**YOUR TASK**
Reproduce the data below verbatim, line by line, making no changes of any kind.

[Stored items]
+++

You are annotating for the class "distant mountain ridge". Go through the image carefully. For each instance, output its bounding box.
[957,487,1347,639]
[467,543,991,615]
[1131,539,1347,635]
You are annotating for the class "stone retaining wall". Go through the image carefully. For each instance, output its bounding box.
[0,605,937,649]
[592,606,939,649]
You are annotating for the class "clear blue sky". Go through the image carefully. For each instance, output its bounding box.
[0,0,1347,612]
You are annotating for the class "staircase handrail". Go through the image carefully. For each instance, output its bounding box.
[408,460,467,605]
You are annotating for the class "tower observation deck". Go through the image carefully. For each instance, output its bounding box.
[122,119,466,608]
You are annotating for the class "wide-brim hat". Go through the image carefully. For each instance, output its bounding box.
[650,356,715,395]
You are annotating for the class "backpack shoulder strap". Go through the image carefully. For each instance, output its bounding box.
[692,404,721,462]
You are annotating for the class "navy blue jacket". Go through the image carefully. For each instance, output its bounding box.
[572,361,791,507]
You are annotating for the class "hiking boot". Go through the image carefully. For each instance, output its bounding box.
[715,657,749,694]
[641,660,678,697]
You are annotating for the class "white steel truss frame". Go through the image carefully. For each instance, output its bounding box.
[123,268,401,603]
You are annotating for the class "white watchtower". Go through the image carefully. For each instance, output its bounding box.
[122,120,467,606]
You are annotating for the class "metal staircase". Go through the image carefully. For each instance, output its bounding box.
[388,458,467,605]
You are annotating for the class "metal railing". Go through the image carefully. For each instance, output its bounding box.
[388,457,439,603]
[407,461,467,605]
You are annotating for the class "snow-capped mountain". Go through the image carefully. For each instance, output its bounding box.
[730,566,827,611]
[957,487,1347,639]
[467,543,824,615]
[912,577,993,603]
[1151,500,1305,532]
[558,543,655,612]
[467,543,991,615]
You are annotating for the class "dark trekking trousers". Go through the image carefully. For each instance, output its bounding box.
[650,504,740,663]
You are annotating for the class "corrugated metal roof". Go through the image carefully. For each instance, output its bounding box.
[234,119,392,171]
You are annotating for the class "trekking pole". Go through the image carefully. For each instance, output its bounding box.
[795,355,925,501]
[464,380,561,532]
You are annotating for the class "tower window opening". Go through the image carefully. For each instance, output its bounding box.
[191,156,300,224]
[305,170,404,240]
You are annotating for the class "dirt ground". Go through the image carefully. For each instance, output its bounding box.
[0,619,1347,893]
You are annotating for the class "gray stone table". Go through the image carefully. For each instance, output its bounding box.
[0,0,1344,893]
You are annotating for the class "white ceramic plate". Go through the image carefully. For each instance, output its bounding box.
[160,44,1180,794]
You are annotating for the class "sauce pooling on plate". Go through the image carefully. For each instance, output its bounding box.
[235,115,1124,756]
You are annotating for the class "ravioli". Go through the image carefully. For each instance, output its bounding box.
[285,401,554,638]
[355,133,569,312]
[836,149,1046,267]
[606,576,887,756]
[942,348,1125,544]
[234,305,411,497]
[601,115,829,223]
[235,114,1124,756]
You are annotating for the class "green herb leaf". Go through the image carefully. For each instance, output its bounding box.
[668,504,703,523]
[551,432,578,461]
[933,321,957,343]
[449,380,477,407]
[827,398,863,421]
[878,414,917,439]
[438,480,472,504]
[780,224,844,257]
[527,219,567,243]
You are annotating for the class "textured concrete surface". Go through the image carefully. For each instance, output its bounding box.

+++

**RESULT**
You are annotating for the class "distant mountain ridge". Go through the image carefully. For each instance, output its bounding box.
[957,487,1347,639]
[467,543,991,615]
[1131,539,1347,635]
You are annotating for the class "stone retaining wall". Go through the image carefully. For each instance, output its bounding box.
[0,605,937,649]
[592,606,939,649]
You are annotating for the class "clear blue sky". Go through the image carefully. For each instance, output its bounding box.
[0,0,1347,612]
You are annotating for the class "staircase handrail". Go through the image carefully. For each instance, output its bounding box.
[408,460,467,605]
You are annotating for the class "tower observation deck". Go through the image carefully. For each instance, output its bounding box.
[122,119,466,608]
You are annotating for the class "wide-brim hat". Go through the image carefully. For each instance, output its bounding box.
[650,356,715,395]
You are annotating for the class "backpack shoulder strap". Go through the image carefully. For each instance, output its bounding box.
[692,404,721,462]
You are annotating for the class "navy blue jacket". Go through the image carefully. For each instance, output its bounding box.
[572,361,791,507]
You are annotating for the class "hiking boot". Go through the image carefully. For each instance, output its bounding box.
[715,657,749,694]
[641,660,678,697]
You are annotating for the class "white steel truss frame". Go through the image carefully. For each instance, output its bounding box.
[123,268,401,603]
You are annotating for the class "white watchtower". Go through the image carefully. For each instance, output its bounding box.
[122,120,467,606]
You are annotating for the class "metal staircase". Go through the image carefully. For each instance, output its bounding box.
[388,458,467,605]
You are annotating for the class "metal railing". Go through the image carefully. For each instance, output its bounding box.
[388,457,439,603]
[407,461,467,605]
You are annotating for the class "snow-capped mountain". Go through the image carefully. For each instance, output its bounding box.
[730,566,827,611]
[957,487,1347,639]
[467,543,824,615]
[912,577,993,603]
[1151,500,1305,532]
[558,543,655,612]
[467,543,991,615]
You are annotating for the class "dark trekking trousers". Go through the image carefully. For each instance, output its bounding box.
[650,504,740,663]
You are annotating for the class "corrugated metal roof". Go through the image carefully. For each instance, output its bounding box.
[234,119,392,171]
You are annotating for the class "trekking pole". Go through the image carefully. For each instance, output its bounding box.
[795,355,925,501]
[464,380,561,532]
You are annotating for the class "tower window opening". Go through the image carefully. For each instance, output its bounding box.
[191,156,300,224]
[305,170,404,240]
You are annotating for the class "dirt ground". Go through the image carefully. For each instance, output its bounding box.
[0,619,1347,893]
You are annotating for the class "gray stone table". Go through the image carefully. For each instance, output its bounding box.
[0,0,1344,893]
You are annotating for the class "white ceramic plate". Go through the image carefully. For each instance, output its bounding box.
[160,44,1180,794]
You are annotating for the class "sauce pooling on plate". Go through the image carefully. For each instance, output its bounding box.
[235,115,1124,756]
You are annotating for the class "ravioli". Go through the image carefully. For each instance, output its bounding box.
[285,401,554,638]
[355,133,569,312]
[836,149,1046,267]
[606,576,887,756]
[942,348,1125,544]
[234,305,411,497]
[601,115,829,223]
[235,114,1124,756]
You are annotating for the class "green herb leaf". Go through the image carefully. For each instance, output its bounding box.
[668,504,703,523]
[551,432,578,461]
[933,321,957,343]
[449,380,477,407]
[827,398,863,421]
[878,414,917,439]
[438,480,472,504]
[780,224,844,257]
[527,219,567,243]
You are annotating for the class "textured concrete surface". Go through the image carefully. For each instance, output its bounding box.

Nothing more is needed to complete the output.